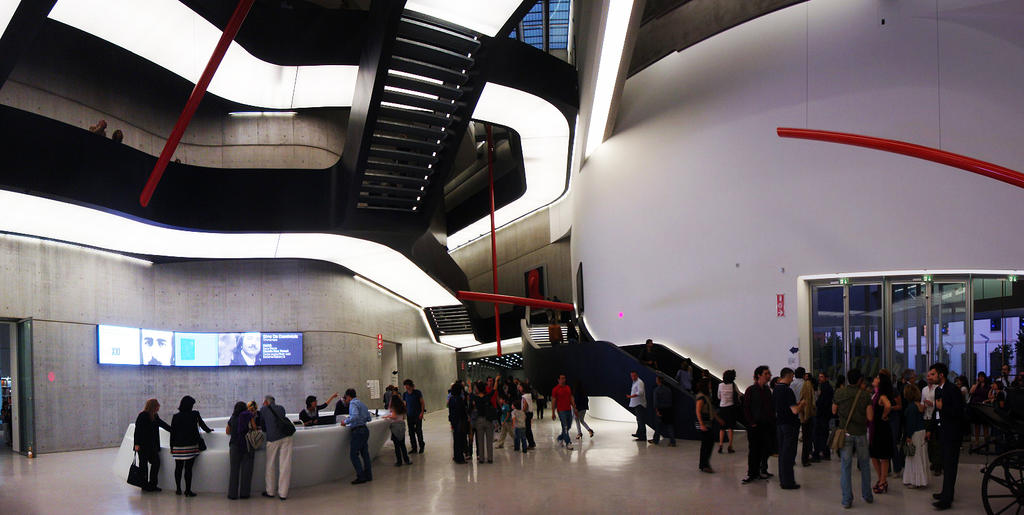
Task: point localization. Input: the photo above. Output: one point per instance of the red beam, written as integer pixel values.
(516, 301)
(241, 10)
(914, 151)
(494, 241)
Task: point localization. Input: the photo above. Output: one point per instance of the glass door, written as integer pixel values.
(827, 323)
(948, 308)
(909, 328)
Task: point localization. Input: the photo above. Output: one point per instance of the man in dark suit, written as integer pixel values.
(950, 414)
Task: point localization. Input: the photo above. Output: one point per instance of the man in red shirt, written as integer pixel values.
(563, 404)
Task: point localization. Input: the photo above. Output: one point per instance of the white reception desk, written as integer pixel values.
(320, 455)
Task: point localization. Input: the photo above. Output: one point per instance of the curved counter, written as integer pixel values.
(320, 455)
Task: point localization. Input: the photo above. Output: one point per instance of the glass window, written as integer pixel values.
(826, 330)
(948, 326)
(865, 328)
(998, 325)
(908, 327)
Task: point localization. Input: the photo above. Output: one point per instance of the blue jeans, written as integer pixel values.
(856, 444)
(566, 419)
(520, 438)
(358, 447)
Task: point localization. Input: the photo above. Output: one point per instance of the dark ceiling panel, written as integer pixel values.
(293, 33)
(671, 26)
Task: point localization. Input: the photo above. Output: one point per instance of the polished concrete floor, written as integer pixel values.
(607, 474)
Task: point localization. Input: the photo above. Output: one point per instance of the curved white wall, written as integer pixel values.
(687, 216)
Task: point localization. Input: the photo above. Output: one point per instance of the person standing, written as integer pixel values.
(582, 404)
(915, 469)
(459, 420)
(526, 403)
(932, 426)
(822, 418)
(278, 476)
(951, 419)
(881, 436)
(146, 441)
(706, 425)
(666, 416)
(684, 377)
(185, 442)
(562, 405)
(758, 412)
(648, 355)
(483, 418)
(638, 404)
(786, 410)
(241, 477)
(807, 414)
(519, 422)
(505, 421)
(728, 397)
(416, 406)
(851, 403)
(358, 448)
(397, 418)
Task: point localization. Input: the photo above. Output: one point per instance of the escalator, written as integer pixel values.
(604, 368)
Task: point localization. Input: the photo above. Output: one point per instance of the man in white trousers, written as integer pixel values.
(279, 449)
^^^^^^^^
## THE REQUEST:
Rewrite in full the rows starting at the line that contains "escalator, written as integer pixel values." and ending at the last line of the rows, requests included. Scale each point coordinate in the answers by 0.25, rounding to whole numbers with halves going up.

## ANSWER TO THIS EXERCISE:
Task: point localization. Input: the photo above. Output: one point per instance of the escalator, written as integer pixel values.
(151, 92)
Task: point localization. Input: the photo above. Output: one point per instance of the man in white trousers, written as integer pixel values.
(70, 112)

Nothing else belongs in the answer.